● **TEXT SHOWN**
□ □ □ □ □ □ □
5. Verifying’s half-sister, Midnight Bisou, was voted champion older dirt female of 2019.

An earner of more than $3.9 million in her career, Midnight Bisou won or placed in all 21 starts over four seasons of racing. She broke her maiden in the 2018 Santa Ynez (G2), so all 13 of her wins came in graded stakes races. Midnight Bisou also captured that year’s Santa Anita Oaks (G1), Mother Goose (G2), and Cotillion (G1). That Cotillion came via the disqualification of champion Monomoy Girl, who beat Midnight Bisou in the Kentucky Oaks (G1) and Breeders’ Cup Distaff (G1).
At her peak in 2019, Midnight Bisou went on a seven-race winning spree highlighted by the Apple Blossom H. (G1), Ogden Phipps (G1), and Personal Ensign (G1). She was even in the discussion for Horse of the Year, until her hitherto perfect season ended with a second in the Breeders’ Cup Distaff, but she had done enough for the divisional Eclipse Award. Next seen finishing second to Maximum Security in the inaugural $20 million Saudi Cup in 2020, Midnight Bisou galloped in the Fleur de Lis (G2). She was overturned by a neck in her Personal Ensign title defense, which turned out to be her finale.
□ □ □ □ □ □ □
● **Boundary labeling items**
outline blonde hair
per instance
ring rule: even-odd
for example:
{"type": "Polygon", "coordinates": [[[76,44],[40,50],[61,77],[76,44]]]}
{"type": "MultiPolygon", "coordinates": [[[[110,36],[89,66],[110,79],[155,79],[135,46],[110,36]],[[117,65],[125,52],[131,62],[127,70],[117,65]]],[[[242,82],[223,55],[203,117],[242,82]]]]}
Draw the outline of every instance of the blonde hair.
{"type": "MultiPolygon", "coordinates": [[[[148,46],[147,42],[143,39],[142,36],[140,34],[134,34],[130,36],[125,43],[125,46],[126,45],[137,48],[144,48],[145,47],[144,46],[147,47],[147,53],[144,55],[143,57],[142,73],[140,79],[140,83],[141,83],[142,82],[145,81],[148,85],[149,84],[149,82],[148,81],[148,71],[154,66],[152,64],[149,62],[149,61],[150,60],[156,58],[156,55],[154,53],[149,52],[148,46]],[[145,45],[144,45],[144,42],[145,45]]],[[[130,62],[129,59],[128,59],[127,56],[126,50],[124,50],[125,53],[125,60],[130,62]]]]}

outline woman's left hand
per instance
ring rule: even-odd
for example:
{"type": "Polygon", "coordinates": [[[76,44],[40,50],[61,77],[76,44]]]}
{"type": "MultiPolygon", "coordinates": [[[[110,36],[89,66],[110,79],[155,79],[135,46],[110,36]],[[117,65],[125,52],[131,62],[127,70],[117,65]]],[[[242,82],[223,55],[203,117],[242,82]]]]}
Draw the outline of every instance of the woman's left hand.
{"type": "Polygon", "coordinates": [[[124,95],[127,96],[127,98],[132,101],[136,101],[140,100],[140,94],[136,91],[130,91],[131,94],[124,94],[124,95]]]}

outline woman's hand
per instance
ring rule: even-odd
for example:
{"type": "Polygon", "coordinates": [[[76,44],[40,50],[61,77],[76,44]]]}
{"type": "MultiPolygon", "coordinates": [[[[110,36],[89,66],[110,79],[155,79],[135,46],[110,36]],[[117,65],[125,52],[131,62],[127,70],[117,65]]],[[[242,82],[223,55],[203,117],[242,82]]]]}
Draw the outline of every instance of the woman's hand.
□ □ □ □ □ □ □
● **PROBLEM TO SOLVE**
Say whether each statement agrees with the text on Midnight Bisou: (a) every one of Midnight Bisou's wins came in a graded stakes race; (b) Midnight Bisou won the Breeders' Cup Distaff in 2019; (c) Midnight Bisou finished second to Maximum Security in the Saudi Cup. For each, answer yes or no and quote the deciding words. Answer using the text alone.

● **EXERCISE SOLUTION**
(a) Yes: "so all 13 of her wins came in graded stakes races."
(b) No: "her hitherto perfect season ended with a second in the Breeders’ Cup Distaff."
(c) Yes: "Next seen finishing second to Maximum Security in the inaugural $20 million Saudi Cup in 2020."